§ SOURCE DOCUMENT
>> Begin

Homework #6

Objectives

Docstrings

For this homework, and all of the remaining homeworks, all of your modules and functions must exhibit correct documentation. Submissions that don’t pass docstring checks will receive no credit.

You should read the Docstring Requirements carefully to see how it should be done.

Exercise 6.1 Positive or Negative?

If statements can be used to differentiate between different types of numbers. Write a program, sign.py, which contains a function positive_negative, which prints out either:

• NUMBER is negative.
• 0 is neither negative nor positive.
• NUMBER is positive.

depending on the sign of the number passed as a parameter.

For example,

Exercise 6.2 Even or Odd?

Sometimes our program might get a lot of data and we’d like to sort it into multiple categories. In this problem, you will write a function that sorts integers into even and odd.

Start with the code in even_odd.py. Write the function sort_even_and_odd according to the docstring provided.

Note that a number n is even if n % 2 == 0. It is odd if n % 2 == 1. If n % 2 is anything else (i.e., a decimal), then n is a floating point number.

Exercise 6.3 Sales Tax

In a certain state, sales tax is computed as follows:

• Everything except food and baby items is taxed at 5%.
• Food is taxed at 3% for up to $200. The amount above $200 is taxed at 4%.
• Baby items are taxed at 3.5%.
• Senior citizens (age 65 and older) get a 50% discount on sales tax, unless they are 90 or over, in which case they pay no sales tax.

In a file named taxes.py, write a function sales_tax which takes the following parameters in order:

• amount: the dollar amount to be taxed.
• category: a string representing the category of the goods to be taxed:
  • the food category is represented as 'food'
  • the baby items category is represented as 'baby items'
  • any other string is permissible, taxed at the base rate of 5%.
• age: the age of the customer in years.

The function should return the customer’s sales tax in dollars according to the rules above.

Example:

Note that the answers are in dollar amounts, but have long decimals due to imprecision in floating point arithmetic.

Exercise 6.4 Blackjack

The card game Blackjack is played with a standard 52 card deck.  The rules are as follows:

• At the start of the game, the player is dealt two cards face up. The dealer gets one card face up and one face down.
• On a player’s turn they decide whether they want another card (“hit”) or if they want to stop (“stand”). They do this until they decide to stand or until their card values go over 21 (“bust”). You can read about card values below.
• The dealer then does the same, under strict rules. The dealer must ‘hit’ if their combined card value is under 17, and stand otherwise.
• The winner is the one who gets closest to 21 without going over.
• An Ace and a royal together count as 21.

Create a file named blackjack.py. For this exercise your will define two functions:

• get_value: this function should take a string card value and return the integer value of the card. Numbered playing cards are valued 2-10; Aces are valued as 1 and royal cards (Jack, Queen, and King) are valued at 10.
• dealer_hits: this function should take two card string values (card1 and card2) and return a Boolean result of True if the dealer should hit and False if the dealer should stand. You should call your get_value function to determine card value for this function. Rules for the dealer hitting are as follows:
  • if the card value is under 17 the dealer should hit (True).
  • If either card is an Ace(‘A’) and the other card is a royal(‘J’, ‘Q’, ‘K’) then the dealer should not hit (False), as they have a winning hand of 21.
  • Aces can be considered 1 in value unless paired with a royal card.

You should use the following tuples in setting up your comparisons / values:

card_tuple = ('0', 'A', '2', '3', '4', '5', '6', '7', '8', '9', '10')

>> End

§ COLLECTED MATERIAL
>> Begin

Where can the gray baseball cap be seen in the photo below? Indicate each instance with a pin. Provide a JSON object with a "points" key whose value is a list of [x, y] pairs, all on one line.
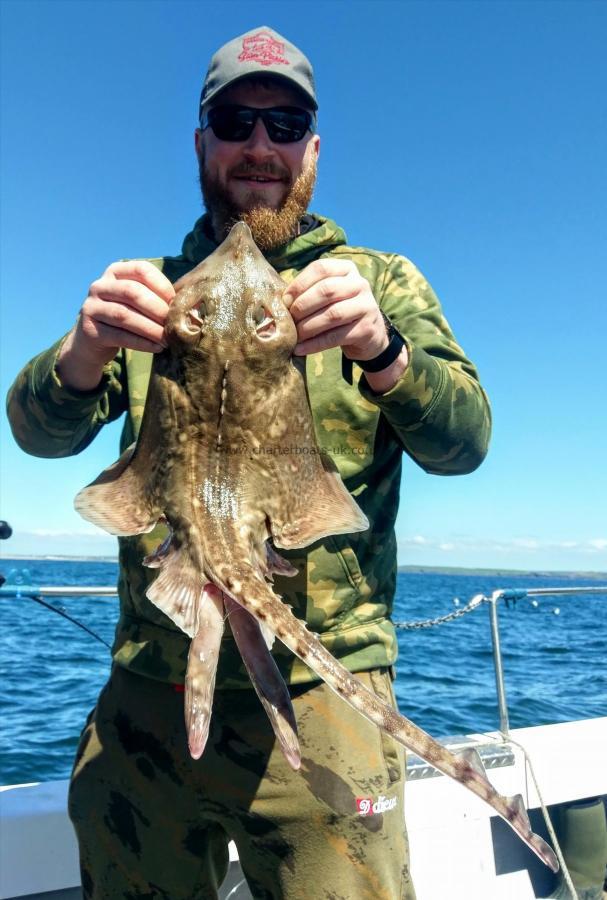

>> End

§ JOB
According to the homework assignment, why should `dealer_hits` return False when one card is an Ace and the other is a royal? Explain in one to three sentences. The listing has no role in this.

§ SOLUTION TO THIS EXERCISE
An Ace together with a royal card (Jack, Queen, or King) counts as 21, so the dealer already has a winning hand. For that reason the dealer should stand rather than hit.